■ EXCERTO PARA LEITURA ■
A Economia Mundial em transe

A Europa está a tornar-se um Portugal em escala maior. Passa da euforia à depressão e vice-versa. Há anos os líderes europeus, talvez empolgados pelo canto de sereia do nosso ex-primeiro ministro, então presidente em exercício, clamavam que iriam transformar a Europa na economia mais dinâmica e competitiva do planeta, aliando a prosperidade económica, as novas tecnologias e os valores democráticos. Um espaço ímpar, gerador de investimento e emprego, capaz de um desenvolvimento sustentável compaginado com a sensibilidade às questões ambientais. Um paraíso ao virar da esquina. Guterres é de facto um político muito convincente! E não apenas para os indígenas.

Foi um ano em que o euro oscilou entre 0,86 e 0,91US$. Actualmente o euro está a ser transaccionado acima dos 1,24 dólares e o Barclays estima que o euro vai valer 1,30 dólares dentro de três meses, enquanto o Goldman Sachs estima que esse valor seja obtido dentro de seis meses. Em face desta situação Romano Prodi reafirmou hoje que a valorização do euro está a dificultar a recuperação económica da Zona Euro.

■ TAREFAS OBRIGATÓRIAS ■
A) Enumere todos os valores do euro em dólares que aparecem no texto sobre a economia mundial.
B) Prossiga o texto sobre a economia mundial a partir da última frase apresentada.

■ ENTRADAS APRESENTADAS ■

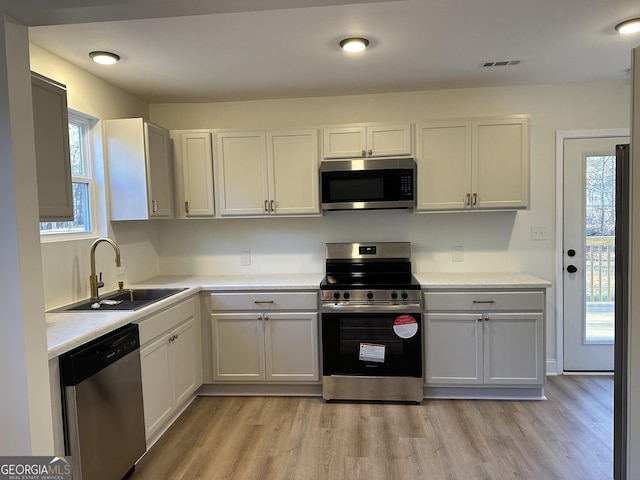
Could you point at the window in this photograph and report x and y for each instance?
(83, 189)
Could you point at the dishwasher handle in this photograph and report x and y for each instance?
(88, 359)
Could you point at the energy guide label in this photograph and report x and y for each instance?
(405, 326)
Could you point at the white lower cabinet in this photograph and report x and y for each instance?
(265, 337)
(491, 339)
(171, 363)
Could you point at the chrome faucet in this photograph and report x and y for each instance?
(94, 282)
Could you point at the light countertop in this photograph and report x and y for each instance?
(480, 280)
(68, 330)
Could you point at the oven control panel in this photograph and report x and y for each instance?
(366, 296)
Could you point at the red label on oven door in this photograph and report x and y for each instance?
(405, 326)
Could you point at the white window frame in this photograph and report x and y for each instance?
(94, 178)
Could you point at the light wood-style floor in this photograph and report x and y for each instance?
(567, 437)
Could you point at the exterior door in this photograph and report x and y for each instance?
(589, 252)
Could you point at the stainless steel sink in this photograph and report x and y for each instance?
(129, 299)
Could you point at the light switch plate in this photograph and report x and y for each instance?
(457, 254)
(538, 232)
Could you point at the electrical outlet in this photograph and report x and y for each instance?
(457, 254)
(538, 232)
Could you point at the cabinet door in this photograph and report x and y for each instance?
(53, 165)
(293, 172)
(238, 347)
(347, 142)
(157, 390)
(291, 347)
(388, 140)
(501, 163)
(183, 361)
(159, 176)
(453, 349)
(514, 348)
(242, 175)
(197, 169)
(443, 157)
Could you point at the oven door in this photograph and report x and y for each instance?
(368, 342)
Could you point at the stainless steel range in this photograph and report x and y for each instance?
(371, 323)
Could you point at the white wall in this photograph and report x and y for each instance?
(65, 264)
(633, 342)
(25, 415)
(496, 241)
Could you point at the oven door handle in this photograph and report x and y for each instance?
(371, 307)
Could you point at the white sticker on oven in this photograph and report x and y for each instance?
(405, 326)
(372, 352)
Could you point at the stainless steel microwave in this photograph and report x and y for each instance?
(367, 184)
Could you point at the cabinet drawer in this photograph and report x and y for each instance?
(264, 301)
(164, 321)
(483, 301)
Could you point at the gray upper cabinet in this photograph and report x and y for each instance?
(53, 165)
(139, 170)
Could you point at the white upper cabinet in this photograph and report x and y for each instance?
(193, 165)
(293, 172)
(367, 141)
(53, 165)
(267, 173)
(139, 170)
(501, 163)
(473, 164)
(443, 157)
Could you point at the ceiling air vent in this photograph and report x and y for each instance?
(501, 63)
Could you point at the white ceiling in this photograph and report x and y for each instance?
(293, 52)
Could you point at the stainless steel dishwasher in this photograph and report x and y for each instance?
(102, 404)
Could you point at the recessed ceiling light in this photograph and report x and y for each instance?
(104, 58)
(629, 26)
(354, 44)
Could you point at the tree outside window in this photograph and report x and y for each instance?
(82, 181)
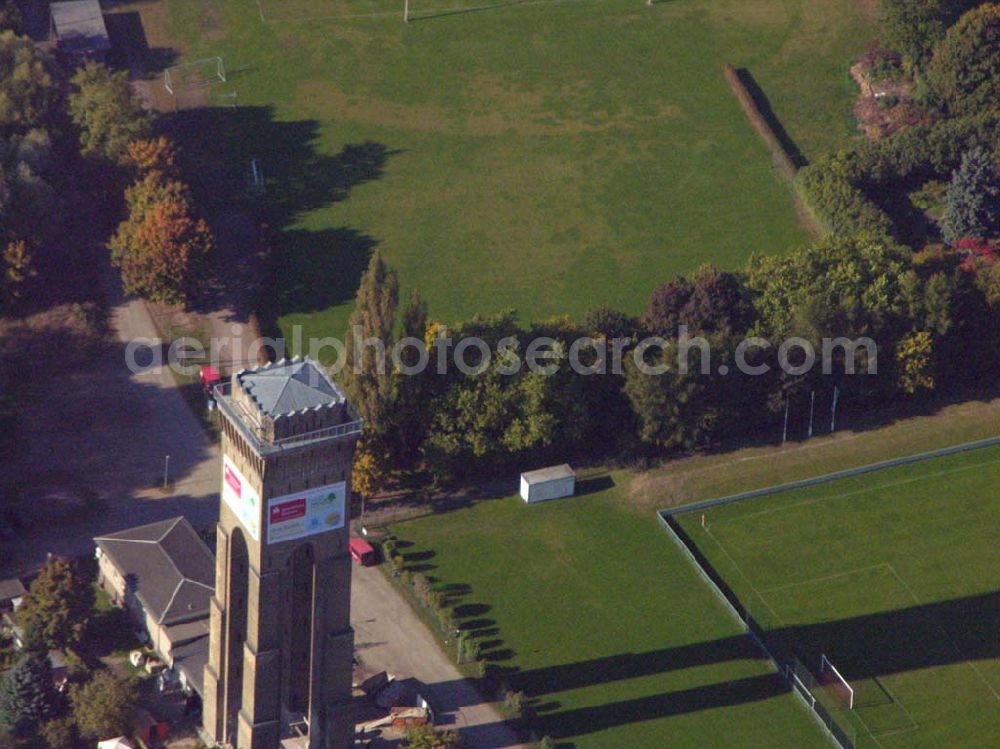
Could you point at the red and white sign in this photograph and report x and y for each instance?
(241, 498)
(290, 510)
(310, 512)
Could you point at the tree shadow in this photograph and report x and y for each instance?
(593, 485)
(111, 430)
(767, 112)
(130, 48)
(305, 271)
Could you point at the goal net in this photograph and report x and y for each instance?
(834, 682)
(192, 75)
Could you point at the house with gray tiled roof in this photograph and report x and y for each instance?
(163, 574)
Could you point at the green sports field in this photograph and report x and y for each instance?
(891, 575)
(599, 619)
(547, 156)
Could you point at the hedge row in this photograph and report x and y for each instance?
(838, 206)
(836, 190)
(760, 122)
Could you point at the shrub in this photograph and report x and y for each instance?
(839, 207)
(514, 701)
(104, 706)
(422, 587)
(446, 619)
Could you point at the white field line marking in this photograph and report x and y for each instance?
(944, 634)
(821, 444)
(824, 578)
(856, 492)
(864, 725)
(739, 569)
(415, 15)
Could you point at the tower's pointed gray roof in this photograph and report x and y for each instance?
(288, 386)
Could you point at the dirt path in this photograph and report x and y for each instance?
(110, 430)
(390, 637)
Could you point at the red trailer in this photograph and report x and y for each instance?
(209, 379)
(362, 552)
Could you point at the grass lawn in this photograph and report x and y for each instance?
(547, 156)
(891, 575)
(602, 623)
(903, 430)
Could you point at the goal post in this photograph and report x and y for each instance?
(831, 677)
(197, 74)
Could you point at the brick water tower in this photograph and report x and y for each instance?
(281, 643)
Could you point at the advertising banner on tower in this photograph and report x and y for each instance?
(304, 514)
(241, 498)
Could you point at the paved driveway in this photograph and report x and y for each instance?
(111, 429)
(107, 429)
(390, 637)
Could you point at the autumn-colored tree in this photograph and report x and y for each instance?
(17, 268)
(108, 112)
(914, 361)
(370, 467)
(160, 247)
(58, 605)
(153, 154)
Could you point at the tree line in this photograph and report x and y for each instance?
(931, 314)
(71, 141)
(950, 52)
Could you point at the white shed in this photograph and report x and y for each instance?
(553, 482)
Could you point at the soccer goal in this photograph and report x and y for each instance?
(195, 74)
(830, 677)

...

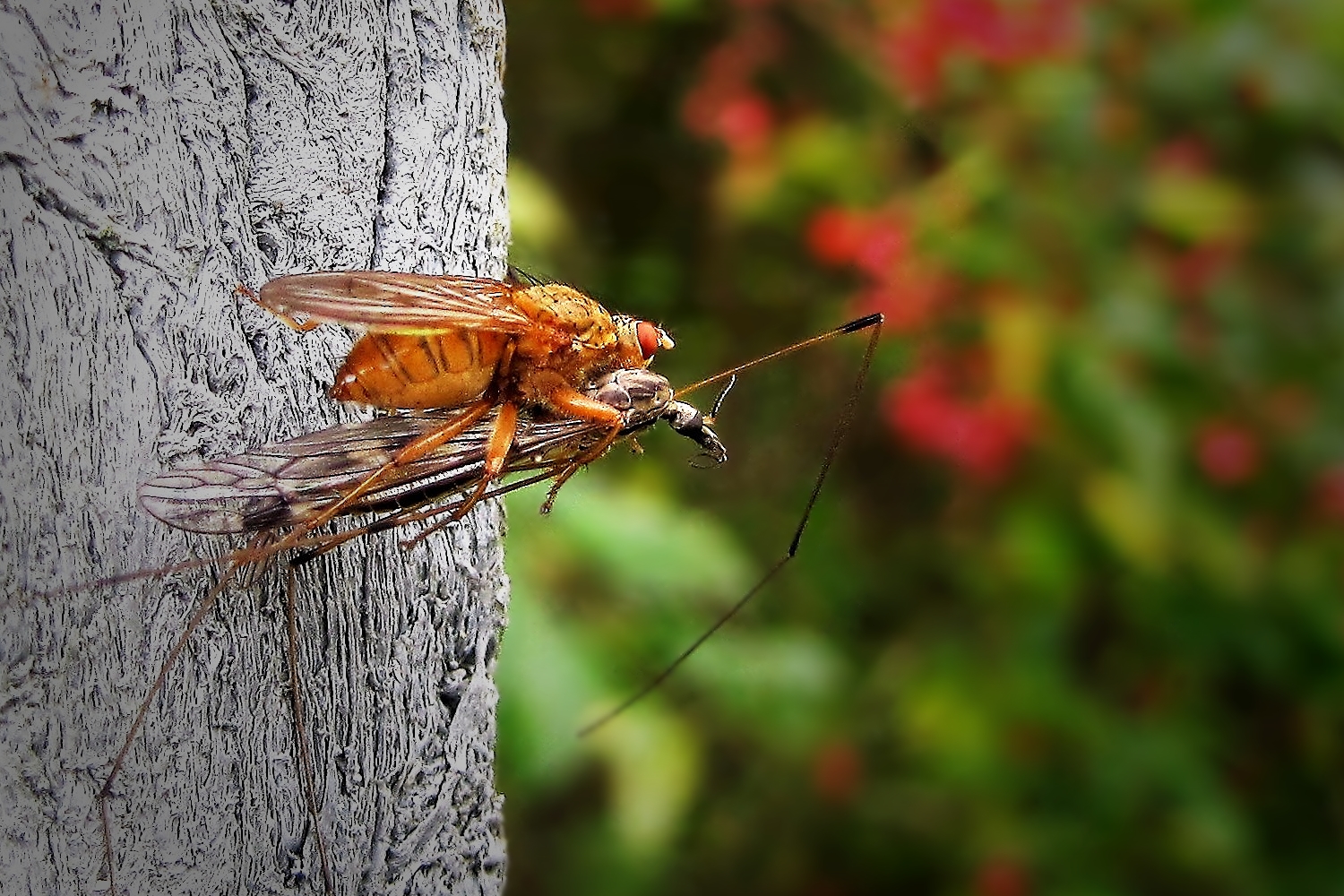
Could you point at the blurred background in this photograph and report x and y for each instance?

--

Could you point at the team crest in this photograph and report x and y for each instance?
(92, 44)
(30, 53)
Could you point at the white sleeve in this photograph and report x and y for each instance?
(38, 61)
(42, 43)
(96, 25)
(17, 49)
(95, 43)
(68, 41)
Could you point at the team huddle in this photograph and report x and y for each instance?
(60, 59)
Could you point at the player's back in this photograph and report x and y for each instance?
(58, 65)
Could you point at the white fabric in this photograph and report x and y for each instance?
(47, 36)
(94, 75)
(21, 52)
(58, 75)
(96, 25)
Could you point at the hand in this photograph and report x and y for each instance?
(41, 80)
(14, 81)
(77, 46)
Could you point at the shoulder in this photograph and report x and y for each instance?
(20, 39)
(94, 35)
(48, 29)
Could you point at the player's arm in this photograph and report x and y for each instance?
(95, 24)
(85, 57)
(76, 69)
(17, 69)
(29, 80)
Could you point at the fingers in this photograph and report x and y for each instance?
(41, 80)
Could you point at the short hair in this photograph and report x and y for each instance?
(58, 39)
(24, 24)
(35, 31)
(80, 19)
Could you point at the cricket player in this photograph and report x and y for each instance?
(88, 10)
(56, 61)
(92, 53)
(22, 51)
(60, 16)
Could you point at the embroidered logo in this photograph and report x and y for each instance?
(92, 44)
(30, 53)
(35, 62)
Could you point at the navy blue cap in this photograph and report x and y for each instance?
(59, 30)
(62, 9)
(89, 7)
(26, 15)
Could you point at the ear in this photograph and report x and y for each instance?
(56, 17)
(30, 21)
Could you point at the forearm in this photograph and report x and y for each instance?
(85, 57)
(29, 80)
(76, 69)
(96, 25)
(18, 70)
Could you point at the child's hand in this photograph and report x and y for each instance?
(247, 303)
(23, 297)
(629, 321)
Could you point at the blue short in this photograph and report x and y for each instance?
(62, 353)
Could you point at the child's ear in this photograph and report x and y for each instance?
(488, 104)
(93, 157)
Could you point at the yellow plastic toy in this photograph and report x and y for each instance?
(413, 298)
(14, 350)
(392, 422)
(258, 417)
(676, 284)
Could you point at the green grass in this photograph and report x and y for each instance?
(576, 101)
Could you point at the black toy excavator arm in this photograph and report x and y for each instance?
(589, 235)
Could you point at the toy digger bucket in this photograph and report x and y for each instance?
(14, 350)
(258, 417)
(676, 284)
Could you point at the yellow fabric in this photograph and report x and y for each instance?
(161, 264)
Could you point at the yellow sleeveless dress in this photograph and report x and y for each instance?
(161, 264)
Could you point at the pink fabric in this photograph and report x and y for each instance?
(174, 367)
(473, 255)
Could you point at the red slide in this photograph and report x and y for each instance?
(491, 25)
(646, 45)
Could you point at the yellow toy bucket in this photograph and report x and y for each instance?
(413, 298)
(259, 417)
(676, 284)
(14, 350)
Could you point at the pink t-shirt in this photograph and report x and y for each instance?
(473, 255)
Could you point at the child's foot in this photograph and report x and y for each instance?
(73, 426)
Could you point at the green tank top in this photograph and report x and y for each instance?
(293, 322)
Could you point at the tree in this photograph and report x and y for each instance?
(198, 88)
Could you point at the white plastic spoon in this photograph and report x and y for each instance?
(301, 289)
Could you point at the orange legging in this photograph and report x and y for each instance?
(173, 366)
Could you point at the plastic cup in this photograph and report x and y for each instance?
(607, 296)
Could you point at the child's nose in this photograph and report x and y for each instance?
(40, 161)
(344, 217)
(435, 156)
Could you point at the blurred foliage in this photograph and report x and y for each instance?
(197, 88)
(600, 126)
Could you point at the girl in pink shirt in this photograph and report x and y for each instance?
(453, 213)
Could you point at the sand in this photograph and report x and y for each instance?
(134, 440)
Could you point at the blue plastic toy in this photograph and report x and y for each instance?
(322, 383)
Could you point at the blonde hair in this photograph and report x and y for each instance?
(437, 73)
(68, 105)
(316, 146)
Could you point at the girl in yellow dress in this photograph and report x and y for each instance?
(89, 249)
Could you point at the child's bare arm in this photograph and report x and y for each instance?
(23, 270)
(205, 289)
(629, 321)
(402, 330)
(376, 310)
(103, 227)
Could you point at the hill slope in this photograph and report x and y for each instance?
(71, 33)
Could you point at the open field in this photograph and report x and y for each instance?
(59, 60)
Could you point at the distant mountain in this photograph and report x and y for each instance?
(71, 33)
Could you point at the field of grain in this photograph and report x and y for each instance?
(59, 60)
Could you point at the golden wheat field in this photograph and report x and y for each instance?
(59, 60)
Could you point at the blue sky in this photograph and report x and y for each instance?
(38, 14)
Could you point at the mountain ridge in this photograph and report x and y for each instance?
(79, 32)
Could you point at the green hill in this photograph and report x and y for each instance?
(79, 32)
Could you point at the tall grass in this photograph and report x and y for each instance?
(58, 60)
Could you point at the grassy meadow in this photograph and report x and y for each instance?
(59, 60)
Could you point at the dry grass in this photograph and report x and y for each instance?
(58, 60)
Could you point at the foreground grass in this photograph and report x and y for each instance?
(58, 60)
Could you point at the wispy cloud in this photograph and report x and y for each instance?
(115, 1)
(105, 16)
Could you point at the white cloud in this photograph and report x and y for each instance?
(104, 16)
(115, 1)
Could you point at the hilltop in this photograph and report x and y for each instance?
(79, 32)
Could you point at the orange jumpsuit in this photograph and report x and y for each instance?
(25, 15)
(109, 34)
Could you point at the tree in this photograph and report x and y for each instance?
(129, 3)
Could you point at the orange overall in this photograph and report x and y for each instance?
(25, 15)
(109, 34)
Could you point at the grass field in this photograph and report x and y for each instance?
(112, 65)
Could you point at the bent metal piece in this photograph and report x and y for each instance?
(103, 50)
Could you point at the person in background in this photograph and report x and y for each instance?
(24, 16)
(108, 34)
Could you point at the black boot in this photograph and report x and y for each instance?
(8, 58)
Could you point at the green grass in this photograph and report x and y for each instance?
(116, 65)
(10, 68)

■ RESPOSTAS POR TAREFA ■
A) 0,86 US$; 0,91 US$; 1,24 dólares; 1,30 dólares

B)
Os líderes europeus de 2000 acertaram numa coisa: a Europa, em termos de valorização em dólares do seu produto, cresceu cerca de 45% face aos EUA, embora o seu crescimento tenha sido inferior à dos EUA, em termos reais. A boa notícia é que, medida em dólares, a economia europeia está muito mais próspera. A má notícia é que o dólar vale hoje menos de 70% do valor de então.

O que está a acontecer é a economia americana crescer mais que a europeia, em termos reais, ser mais competitiva, mas existir, em contrapartida, um gigantesco défice externo, que necessita ser alimentado diariamente por enormes fluxos de capitais externos – segundo os experts, os Estados Unidos necessitam de atrair cerca de 1,5 mil milhões de dólares por dia do estrangeiro.

As análises sobre esta situação variam consoante o posicionamento ideológico do analista. Como há pareceres para todos os gostos, também é fácil fortalecer essas análises, qualquer que seja o posicionamento ideológico, com um bom recheio de citações.

Uma coisa é certa: a economia americana é mais dinâmica que a europeia e domina os pontos estratégicos das fileiras de produção, onde ocorrem as inovações tecnológicas e onde é possível maximizar o valor acrescentado. Por outro lado, a mobilidade do factor trabalho é elevada, o que permite um grande dinamismo na alteração da estrutura produtiva. Os nós estratégicos das fileiras de produção variam a sua localização, ao longo de cada fileira, conforme o tipo e a idade do produto (posição no seu ciclo de vida). A economia americana tem sabido adaptar-se melhor que a europeia às “deslocalizações” dos pontos estratégicos.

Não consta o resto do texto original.